Text section ::

If this is true, the only thing which might reverse the current momentum of events could be sharp responses by the West that are sufficient in magnitude to force reconsideration in Russia, by all of the actors involved, of decisions already taken or well in progress–which will not otherwise be reversed.

In this context, the finely-tuned calculus of costs and benefits which Obama, the EU, and NATO believe will be decisive may simply be irrelevant. There is already persuasive evidence that Russia’s long-term interests, or even Putin’s, are not having an impact on Russian behavior.

The Real Choice for the West

The greatest question is whether it might prove easier to get Putin to withdraw his forces from the eastern Ukraine after a Russian invasion than it might be to dissuade him from such further aggression, by leaving no room for doubt in his mind about the consequences of such an action, including military consequences.

One measure which might focus the minds of the adventurers currently leading Russia would be to dispatch 20,000 Western troops to the Ukraine NOW–from NATO if possible, or from France and / or the United States if unanimity among the 28 member states of NATO proves unachievable. The troops could be dispatched in response to a request from the Ukraine, in exercise of the inherent right of collective self-defense recognized by Article 51 of the U.N. Charter, in full accordance with international law.

Ukrainian territory–the Crimean peninsula–remains under Russian occupation following its aggression against the Ukraine.

Moreover, having abrogated the treaty arrangements which granted Russia the right to maintain a certain number of troops and its naval base at Sevastopol (the terms of which to be sure were violated during the Russian invasion), if that termination is legally valid (which is dubious), there would be no legal basis under international law for the presence of any Russian forces in the Crimea.

Russia incidentally is committing economic aggression against the Ukraine by raising the price of gas above market levels, and insisting that the Ukraine repay $11 billion in discounts which it granted to the Ukraine in exchange for an extension of the naval base agreements.

The Russian legal argument for repayment of the discounts is ludicrous, in effect claiming that they don’t owe the Ukraine any discounts under the treaty because the Crimea is a part of Russia. In other words, if you have a lease and related agreements with another country for the use of certain assets, and you invade that country and seize those assets by military force, the original obligations are void. Unbelievably, that is the Russian position.

Task 1 ::
From the text on Russia and Ukraine, copy the passage between "Moreover, having abrogated" and "naval base agreements.", inclusive.
Task 2 ::
Condense the paragraph of the text on Russia and Ukraine that begins "One measure which might focus the minds" into a shorter version that keeps its main facts.

Given material ::
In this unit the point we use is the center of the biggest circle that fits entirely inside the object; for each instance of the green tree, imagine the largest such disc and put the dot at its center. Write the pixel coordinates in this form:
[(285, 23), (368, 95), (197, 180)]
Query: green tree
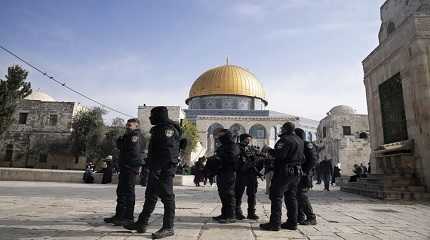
[(108, 145), (12, 90), (88, 131), (190, 132)]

Expected output 1 ::
Moreover, having abrogated the treaty arrangements which granted Russia the right to maintain a certain number of troops and its naval base at Sevastopol (the terms of which to be sure were violated during the Russian invasion), if that termination is legally valid (which is dubious), there would be no legal basis under international law for the presence of any Russian forces in the Crimea.

Russia incidentally is committing economic aggression against the Ukraine by raising the price of gas above market levels, and insisting that the Ukraine repay $11 billion in discounts which it granted to the Ukraine in exchange for an extension of the naval base agreements.

Expected output 2 ::
To pressure Russia's leaders, 20,000 Western troops could be sent to Ukraine now. They would come from NATO if possible, or from France and/or the United States if NATO's 28 members cannot agree. They could be sent at Ukraine's request, under the right of collective self-defense in Article 51 of the U.N. Charter, in full accordance with international law.